[WHAT YOU HAVE TO DO]: Copy every entry below exactly, and keep out the pictures.

Referring expression data:
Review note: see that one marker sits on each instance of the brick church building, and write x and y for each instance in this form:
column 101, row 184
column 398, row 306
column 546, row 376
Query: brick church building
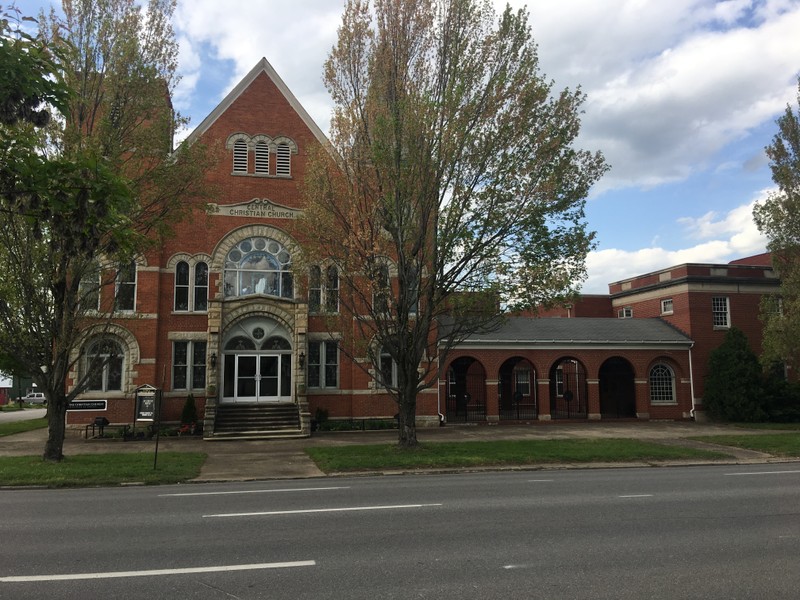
column 218, row 312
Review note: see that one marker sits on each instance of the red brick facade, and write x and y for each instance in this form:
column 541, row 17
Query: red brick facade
column 228, row 344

[ANSWER BOX]:
Review note: see that one marker sits on each instance of the brick church building, and write x and y for each instance in this form:
column 101, row 184
column 398, row 306
column 546, row 376
Query: brick church building
column 218, row 312
Review note: see that one marker sits on each instance of the red brick facade, and write x and y for each instance in this form:
column 541, row 17
Query: red brick facade
column 228, row 344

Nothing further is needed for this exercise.